**What is required**
Reproduce the data below verbatim, starting at the line that contains "the green bollard." and continuing through the final line of the data, with both ends included.

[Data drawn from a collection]

-*-

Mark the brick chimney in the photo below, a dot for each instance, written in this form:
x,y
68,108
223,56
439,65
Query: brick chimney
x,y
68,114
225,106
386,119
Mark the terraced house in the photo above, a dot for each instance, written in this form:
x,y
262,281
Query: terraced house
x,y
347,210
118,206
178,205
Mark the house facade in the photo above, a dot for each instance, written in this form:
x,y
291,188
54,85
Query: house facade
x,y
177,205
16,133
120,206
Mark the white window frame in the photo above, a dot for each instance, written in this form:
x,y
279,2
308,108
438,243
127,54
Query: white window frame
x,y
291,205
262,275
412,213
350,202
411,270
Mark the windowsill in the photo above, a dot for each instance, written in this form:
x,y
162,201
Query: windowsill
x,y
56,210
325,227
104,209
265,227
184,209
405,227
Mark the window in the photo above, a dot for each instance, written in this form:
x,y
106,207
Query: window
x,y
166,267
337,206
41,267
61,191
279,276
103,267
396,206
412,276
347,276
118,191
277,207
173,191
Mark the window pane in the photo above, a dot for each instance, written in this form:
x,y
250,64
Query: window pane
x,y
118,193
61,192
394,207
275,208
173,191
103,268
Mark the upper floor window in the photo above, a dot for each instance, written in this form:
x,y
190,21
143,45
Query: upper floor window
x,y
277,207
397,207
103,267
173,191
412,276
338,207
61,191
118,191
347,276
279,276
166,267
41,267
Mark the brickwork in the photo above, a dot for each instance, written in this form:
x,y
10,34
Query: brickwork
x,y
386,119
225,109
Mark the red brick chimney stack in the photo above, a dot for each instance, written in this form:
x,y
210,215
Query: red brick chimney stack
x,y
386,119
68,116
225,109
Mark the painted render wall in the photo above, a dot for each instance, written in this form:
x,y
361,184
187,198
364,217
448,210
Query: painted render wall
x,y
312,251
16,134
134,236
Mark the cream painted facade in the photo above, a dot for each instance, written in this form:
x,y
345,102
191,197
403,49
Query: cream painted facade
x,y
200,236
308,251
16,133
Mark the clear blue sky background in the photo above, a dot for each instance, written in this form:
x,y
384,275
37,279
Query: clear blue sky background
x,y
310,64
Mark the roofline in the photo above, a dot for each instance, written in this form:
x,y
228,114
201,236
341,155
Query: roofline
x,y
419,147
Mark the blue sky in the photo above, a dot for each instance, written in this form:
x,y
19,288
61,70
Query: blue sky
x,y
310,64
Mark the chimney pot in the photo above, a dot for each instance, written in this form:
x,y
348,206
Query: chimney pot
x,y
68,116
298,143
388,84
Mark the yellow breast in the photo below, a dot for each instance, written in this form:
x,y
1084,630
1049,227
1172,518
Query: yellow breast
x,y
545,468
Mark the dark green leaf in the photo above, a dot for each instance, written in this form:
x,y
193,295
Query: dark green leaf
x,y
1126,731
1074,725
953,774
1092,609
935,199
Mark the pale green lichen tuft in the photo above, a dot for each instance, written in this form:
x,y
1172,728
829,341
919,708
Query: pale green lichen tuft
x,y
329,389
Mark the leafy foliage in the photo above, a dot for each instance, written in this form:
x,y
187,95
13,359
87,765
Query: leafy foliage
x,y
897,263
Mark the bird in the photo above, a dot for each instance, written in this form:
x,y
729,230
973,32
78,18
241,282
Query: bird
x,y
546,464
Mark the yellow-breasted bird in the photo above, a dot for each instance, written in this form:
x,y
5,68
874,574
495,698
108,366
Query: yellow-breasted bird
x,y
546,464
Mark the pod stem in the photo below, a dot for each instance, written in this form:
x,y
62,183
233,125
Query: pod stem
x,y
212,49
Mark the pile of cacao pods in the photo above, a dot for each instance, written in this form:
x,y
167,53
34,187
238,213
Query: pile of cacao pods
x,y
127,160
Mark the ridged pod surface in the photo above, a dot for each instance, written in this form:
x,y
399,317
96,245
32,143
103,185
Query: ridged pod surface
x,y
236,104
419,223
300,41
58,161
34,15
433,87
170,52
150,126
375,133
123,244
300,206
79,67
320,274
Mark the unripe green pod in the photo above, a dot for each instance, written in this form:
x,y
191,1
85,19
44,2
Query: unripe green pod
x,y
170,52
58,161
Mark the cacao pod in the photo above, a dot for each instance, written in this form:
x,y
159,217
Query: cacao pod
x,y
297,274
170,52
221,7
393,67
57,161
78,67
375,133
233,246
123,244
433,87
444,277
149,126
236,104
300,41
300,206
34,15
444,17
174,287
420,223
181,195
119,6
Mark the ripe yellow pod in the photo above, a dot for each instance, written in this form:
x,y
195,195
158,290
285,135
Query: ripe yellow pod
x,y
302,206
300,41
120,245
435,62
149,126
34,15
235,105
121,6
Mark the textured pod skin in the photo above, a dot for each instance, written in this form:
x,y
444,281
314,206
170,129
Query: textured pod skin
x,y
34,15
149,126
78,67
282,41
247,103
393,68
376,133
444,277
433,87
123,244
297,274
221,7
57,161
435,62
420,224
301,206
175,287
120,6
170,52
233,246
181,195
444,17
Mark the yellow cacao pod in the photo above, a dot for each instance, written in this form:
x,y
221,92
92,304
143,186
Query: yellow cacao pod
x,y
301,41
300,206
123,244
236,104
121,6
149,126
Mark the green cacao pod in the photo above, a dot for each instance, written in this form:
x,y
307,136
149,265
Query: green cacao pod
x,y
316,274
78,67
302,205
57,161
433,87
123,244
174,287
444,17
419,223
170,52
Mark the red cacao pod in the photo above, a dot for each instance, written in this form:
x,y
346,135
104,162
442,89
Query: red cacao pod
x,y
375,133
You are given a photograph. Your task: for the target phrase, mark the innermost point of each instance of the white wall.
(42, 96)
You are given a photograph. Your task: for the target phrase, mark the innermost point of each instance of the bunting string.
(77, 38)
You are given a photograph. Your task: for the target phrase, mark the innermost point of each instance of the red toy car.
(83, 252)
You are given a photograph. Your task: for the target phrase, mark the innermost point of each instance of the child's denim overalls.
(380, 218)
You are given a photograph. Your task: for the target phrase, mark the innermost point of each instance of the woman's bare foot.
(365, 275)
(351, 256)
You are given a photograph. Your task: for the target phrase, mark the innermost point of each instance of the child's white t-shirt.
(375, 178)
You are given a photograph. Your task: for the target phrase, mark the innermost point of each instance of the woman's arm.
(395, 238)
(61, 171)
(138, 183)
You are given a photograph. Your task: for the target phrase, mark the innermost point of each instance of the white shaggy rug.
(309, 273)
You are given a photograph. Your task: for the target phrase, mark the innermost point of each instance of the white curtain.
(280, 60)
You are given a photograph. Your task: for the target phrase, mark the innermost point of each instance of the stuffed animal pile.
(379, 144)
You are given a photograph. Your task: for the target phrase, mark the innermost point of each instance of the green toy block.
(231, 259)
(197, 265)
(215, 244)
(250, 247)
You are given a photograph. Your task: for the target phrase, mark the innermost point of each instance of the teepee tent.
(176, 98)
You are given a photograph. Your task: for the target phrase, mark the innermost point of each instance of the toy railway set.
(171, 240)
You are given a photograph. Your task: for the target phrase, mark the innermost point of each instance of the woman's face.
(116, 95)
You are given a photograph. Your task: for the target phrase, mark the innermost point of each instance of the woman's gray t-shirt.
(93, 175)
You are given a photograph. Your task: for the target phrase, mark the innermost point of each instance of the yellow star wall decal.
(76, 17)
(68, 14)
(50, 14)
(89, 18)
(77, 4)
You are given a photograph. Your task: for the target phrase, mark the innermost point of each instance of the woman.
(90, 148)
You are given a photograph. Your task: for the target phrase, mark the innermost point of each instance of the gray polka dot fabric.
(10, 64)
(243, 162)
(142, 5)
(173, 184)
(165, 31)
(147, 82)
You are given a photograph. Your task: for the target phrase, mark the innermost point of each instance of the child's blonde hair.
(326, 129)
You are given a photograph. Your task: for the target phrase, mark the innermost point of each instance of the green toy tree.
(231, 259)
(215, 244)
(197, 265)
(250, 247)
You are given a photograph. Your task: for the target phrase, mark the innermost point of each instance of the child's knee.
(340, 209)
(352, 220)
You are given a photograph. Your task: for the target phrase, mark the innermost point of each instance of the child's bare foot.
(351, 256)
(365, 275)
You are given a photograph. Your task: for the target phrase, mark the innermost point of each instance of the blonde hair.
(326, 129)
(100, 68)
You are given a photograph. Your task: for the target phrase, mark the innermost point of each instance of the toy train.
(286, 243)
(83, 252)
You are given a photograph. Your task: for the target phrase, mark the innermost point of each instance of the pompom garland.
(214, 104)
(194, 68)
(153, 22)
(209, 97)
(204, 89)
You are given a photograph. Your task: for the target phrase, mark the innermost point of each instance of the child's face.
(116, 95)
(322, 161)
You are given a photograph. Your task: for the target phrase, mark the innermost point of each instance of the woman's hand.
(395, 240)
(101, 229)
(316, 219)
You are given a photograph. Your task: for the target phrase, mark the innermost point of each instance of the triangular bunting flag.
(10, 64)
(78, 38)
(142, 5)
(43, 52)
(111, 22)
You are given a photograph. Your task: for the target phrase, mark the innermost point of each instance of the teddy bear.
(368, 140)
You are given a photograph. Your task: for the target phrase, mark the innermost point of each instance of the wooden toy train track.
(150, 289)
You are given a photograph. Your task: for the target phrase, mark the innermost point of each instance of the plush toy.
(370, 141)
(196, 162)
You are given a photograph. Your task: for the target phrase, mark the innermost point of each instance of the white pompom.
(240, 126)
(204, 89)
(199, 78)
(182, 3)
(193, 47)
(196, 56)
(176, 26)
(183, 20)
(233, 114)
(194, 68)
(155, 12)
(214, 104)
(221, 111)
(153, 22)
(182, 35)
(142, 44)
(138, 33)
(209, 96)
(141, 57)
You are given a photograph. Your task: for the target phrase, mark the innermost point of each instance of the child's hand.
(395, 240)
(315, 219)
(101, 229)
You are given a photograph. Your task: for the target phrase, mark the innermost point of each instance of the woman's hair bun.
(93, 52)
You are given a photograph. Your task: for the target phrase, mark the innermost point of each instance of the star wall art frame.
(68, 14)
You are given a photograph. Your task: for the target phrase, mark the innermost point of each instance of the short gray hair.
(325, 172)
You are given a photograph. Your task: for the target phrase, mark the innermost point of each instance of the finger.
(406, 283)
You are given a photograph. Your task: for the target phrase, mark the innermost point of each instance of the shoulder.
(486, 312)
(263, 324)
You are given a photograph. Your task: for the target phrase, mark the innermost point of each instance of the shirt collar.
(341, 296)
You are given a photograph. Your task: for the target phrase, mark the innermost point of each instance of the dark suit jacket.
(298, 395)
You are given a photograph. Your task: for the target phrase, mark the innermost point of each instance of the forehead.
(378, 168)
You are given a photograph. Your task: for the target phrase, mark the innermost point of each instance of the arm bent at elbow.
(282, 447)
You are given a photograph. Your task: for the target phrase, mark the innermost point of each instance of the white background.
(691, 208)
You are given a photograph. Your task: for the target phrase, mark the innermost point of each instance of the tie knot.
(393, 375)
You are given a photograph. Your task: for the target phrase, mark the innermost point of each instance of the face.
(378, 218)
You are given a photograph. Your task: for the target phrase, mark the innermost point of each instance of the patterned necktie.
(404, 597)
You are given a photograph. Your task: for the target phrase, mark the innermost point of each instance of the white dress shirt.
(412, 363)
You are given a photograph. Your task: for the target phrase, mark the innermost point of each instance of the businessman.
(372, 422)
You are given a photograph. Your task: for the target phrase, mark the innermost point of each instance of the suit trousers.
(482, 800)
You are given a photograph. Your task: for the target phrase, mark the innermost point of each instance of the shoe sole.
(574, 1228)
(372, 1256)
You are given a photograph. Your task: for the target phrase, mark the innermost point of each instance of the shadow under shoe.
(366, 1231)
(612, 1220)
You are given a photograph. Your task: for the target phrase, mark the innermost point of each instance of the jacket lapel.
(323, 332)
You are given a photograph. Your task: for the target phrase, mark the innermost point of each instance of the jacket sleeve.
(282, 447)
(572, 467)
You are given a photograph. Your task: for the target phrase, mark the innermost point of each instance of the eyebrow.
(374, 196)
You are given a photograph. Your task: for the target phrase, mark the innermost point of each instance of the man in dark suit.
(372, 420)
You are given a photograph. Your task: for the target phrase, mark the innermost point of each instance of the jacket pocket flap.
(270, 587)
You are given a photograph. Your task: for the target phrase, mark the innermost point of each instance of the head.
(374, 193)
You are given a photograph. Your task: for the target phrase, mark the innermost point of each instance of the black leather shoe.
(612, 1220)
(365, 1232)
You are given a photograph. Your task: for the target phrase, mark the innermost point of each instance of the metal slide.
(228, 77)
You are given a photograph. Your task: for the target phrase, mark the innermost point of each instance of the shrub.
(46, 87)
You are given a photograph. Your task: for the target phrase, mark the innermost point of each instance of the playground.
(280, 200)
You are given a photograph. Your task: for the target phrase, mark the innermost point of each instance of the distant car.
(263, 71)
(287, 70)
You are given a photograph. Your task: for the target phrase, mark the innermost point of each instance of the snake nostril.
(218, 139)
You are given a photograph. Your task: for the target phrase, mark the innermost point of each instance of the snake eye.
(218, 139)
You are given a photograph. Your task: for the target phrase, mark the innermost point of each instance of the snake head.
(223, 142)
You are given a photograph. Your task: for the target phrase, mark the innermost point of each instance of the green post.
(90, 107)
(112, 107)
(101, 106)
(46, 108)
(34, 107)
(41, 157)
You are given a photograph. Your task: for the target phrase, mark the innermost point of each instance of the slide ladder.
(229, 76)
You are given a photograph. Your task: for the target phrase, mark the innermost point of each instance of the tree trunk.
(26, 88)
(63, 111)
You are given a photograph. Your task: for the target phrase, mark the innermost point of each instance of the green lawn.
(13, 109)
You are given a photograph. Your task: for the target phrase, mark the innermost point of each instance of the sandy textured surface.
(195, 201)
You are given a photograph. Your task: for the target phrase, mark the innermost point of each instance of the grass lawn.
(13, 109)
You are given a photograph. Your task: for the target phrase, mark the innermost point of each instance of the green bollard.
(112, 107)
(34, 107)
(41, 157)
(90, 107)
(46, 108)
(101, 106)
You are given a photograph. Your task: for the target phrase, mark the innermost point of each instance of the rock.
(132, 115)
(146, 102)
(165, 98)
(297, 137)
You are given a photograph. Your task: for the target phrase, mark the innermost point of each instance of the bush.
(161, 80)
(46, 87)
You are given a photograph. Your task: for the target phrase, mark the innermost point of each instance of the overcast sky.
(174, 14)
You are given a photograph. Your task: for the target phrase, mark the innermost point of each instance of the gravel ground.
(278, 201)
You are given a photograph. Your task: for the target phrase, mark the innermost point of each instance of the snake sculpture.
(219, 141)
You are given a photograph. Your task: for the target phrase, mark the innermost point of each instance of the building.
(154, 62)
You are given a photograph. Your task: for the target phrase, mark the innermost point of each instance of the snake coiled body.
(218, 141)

-*-

**Output**
You are given a photograph. Your task: for the target phrase, mark the innermost point of each instance of the green bollard.
(112, 107)
(34, 107)
(41, 157)
(90, 107)
(46, 108)
(101, 106)
You are given a photograph. Your task: for the target phrase, mark the innermost point of each instance of the rock.
(132, 115)
(146, 102)
(165, 98)
(297, 137)
You are given a photograph. Your task: for the target phrase, mark the innermost point of each instance of the bush.
(161, 80)
(46, 87)
You are given a photograph. Your task: for the target phrase, mark the innermost point of each instance of the overcast sky.
(174, 14)
You are given a photograph. Your task: for the target phrase, mark the innermost point of each instance of the gravel ground.
(278, 201)
You are given a photograph. Your task: for the target phrase, mark the innermost point of each instance of the snake sculpture.
(219, 141)
You are given a photograph. Your task: for the target phrase, mark the innermost point of each instance of the building.
(154, 62)
You are given a photograph. Your task: for the target phrase, mark the innermost point of each instance of the snake coiled body.
(218, 141)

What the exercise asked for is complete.